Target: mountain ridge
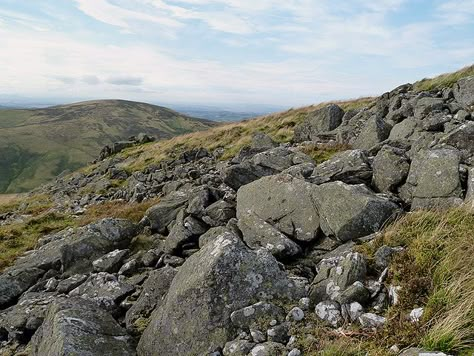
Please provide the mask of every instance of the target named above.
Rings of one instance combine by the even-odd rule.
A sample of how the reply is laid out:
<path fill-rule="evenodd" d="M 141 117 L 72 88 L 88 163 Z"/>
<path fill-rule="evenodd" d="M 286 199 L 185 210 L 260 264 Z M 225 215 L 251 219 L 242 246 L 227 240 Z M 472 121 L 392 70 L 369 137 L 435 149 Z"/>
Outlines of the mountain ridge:
<path fill-rule="evenodd" d="M 134 101 L 109 99 L 39 109 L 0 110 L 0 192 L 28 191 L 139 133 L 170 138 L 216 123 Z"/>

————

For this exercise, copy each line from the listing above that has the word "instance".

Please provide the mask of every instance of the target named above.
Rings of one instance combine by the even-odd rule.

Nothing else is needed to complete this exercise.